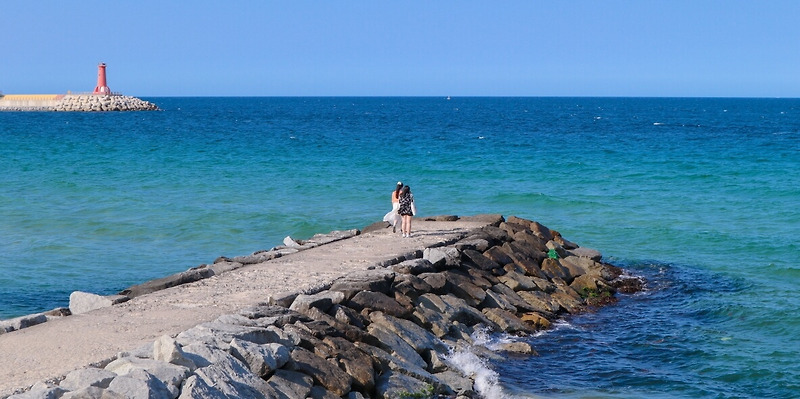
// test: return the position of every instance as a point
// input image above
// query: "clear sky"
(691, 48)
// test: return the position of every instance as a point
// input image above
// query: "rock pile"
(387, 332)
(94, 103)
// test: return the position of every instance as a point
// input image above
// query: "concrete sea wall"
(74, 103)
(391, 331)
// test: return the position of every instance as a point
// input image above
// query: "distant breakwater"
(75, 103)
(395, 330)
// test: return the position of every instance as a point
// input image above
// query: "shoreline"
(73, 103)
(172, 306)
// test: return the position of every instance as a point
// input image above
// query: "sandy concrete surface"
(54, 348)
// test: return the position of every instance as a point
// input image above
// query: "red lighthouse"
(102, 87)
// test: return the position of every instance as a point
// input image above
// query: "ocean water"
(699, 196)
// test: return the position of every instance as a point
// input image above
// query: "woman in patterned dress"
(406, 210)
(393, 217)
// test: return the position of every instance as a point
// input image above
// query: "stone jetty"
(353, 314)
(74, 103)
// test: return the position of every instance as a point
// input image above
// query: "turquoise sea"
(699, 196)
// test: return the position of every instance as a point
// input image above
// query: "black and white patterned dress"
(405, 204)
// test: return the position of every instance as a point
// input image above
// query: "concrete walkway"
(52, 349)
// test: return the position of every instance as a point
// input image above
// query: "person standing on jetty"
(406, 210)
(393, 217)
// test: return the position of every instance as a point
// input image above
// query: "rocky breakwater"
(394, 330)
(97, 103)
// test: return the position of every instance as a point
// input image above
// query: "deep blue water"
(700, 196)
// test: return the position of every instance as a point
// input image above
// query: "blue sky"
(690, 48)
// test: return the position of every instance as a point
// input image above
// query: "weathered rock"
(411, 286)
(378, 301)
(525, 250)
(321, 300)
(437, 281)
(89, 376)
(541, 231)
(21, 322)
(452, 309)
(348, 316)
(512, 297)
(187, 276)
(589, 253)
(530, 240)
(396, 385)
(414, 266)
(495, 300)
(496, 234)
(506, 321)
(442, 257)
(260, 359)
(419, 338)
(396, 345)
(322, 371)
(82, 302)
(568, 245)
(517, 281)
(165, 349)
(535, 320)
(458, 384)
(291, 384)
(590, 283)
(370, 280)
(41, 390)
(517, 347)
(569, 303)
(139, 384)
(196, 388)
(472, 243)
(215, 332)
(497, 255)
(93, 393)
(541, 302)
(169, 374)
(462, 286)
(354, 362)
(477, 258)
(231, 377)
(552, 269)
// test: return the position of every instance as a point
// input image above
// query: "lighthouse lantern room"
(102, 87)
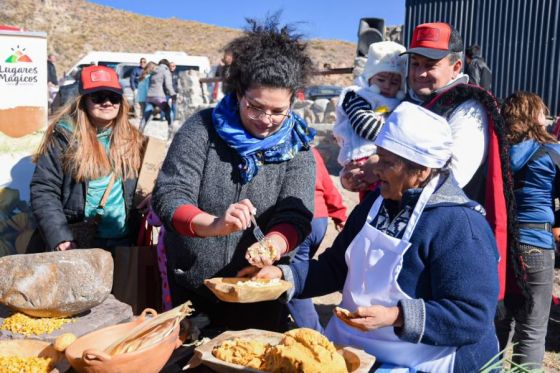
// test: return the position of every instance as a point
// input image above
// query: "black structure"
(520, 40)
(370, 30)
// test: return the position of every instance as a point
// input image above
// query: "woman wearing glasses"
(90, 149)
(249, 155)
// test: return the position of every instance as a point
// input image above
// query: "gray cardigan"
(202, 170)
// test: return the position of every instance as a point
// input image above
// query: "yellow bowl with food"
(30, 355)
(299, 350)
(246, 290)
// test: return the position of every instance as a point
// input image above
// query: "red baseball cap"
(435, 40)
(99, 78)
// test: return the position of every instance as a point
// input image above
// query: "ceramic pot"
(86, 353)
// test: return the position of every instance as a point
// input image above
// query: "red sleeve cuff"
(182, 220)
(288, 232)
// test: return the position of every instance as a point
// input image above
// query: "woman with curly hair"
(535, 156)
(90, 150)
(250, 155)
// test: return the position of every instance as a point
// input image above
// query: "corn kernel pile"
(17, 364)
(23, 324)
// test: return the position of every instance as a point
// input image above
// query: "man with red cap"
(479, 162)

■ **WORK INSTRUCTIONS**:
Quote the listing above in full, except for the pictures.

■ **WRITTEN RESPONSE**:
// test: return the position of every instance as a point
// input image above
// query: "clear sky"
(691, 48)
// test: return the position of every instance as a point
// input image above
// query: "rock pile"
(387, 332)
(94, 103)
// test: return the position of every instance as a point
// input image above
// query: "concrete sea wall"
(74, 103)
(391, 331)
// test: return the position of every instance as a point
// input image above
// query: "distant breakwater"
(75, 103)
(395, 330)
// test: return the position of every instance as a point
// input image above
// query: "shoreline"
(73, 103)
(172, 306)
// test: return the position of every instance as a point
// input image above
// query: "sandy concrete surface"
(54, 348)
// test: return the position of every instance as a point
// input image above
// query: "red lighthouse"
(102, 87)
// test: return the position of every instance as a point
// input image above
// query: "ocean water"
(699, 196)
// test: return the position of every instance as a point
// input image above
// query: "woman in patterned dress"
(406, 210)
(393, 217)
// test: return the position of every instance as a point
// input image above
// query: "stone jetty"
(353, 314)
(74, 103)
// test: return the position of every instance as a point
// input image above
// query: "turquoise sea"
(699, 196)
// test: return the position of every instance as a point
// input image above
// query: "black and white patterned dress"
(405, 204)
// test: return the position of every instance as a point
// input image above
// query: "concrete walkway"
(52, 349)
// test: return the position of every instance as a point
// input image above
// query: "person standing on jetty"
(406, 210)
(393, 217)
// test: return the position of every instance as a point
// input image above
// query: "rocky breakwater"
(394, 330)
(97, 103)
// test: return the position of every instance as a point
// input image above
// query: "deep blue water"
(700, 196)
// test: return the position of every instance as a point
// input image above
// query: "blue sky"
(690, 48)
// test: return the position of every instance as a point
// input image above
// query: "weathered rock"
(411, 286)
(378, 301)
(525, 250)
(321, 300)
(437, 281)
(89, 376)
(541, 231)
(21, 322)
(452, 309)
(348, 316)
(512, 297)
(187, 276)
(589, 253)
(530, 240)
(396, 385)
(414, 266)
(495, 300)
(496, 234)
(506, 321)
(442, 257)
(260, 359)
(419, 338)
(396, 345)
(322, 371)
(82, 302)
(568, 245)
(517, 281)
(165, 349)
(535, 320)
(458, 384)
(291, 384)
(590, 283)
(370, 280)
(41, 390)
(517, 347)
(569, 303)
(139, 384)
(196, 388)
(472, 243)
(215, 332)
(497, 255)
(93, 393)
(541, 302)
(169, 374)
(462, 286)
(354, 362)
(477, 258)
(231, 377)
(552, 269)
// test: return the position of every instance as a point
// input image above
// query: "lighthouse lantern room"
(102, 87)
// test: return the position of every instance as a point
// input image above
// query: "black structure"
(520, 40)
(370, 30)
// test: return the position of every instance as a point
// input image above
// query: "woman wearing glasses"
(90, 149)
(249, 155)
// test: return the position of every instance as a point
// input image above
// query: "gray cardigan"
(202, 170)
// test: return the position of every instance as a point
// input image above
// query: "yellow bowl with food"
(30, 355)
(299, 350)
(246, 290)
// test: return the position of every instance as a point
// input image above
// query: "red baseball cap"
(435, 40)
(99, 78)
// test: return the position of every instance as a point
// input image above
// query: "ceramic pot"
(86, 353)
// test: return the position of every instance as a point
// input image above
// query: "red sleeve cuff"
(182, 220)
(288, 232)
// test: return the position of every instance as a point
// input image above
// query: "woman with curly hair"
(535, 156)
(90, 150)
(250, 155)
// test: return the position of every instance as a point
// input image above
// query: "corn kernel pile"
(17, 364)
(23, 324)
// test: return the position of every instance as a point
// input image above
// query: "man with red cap"
(479, 162)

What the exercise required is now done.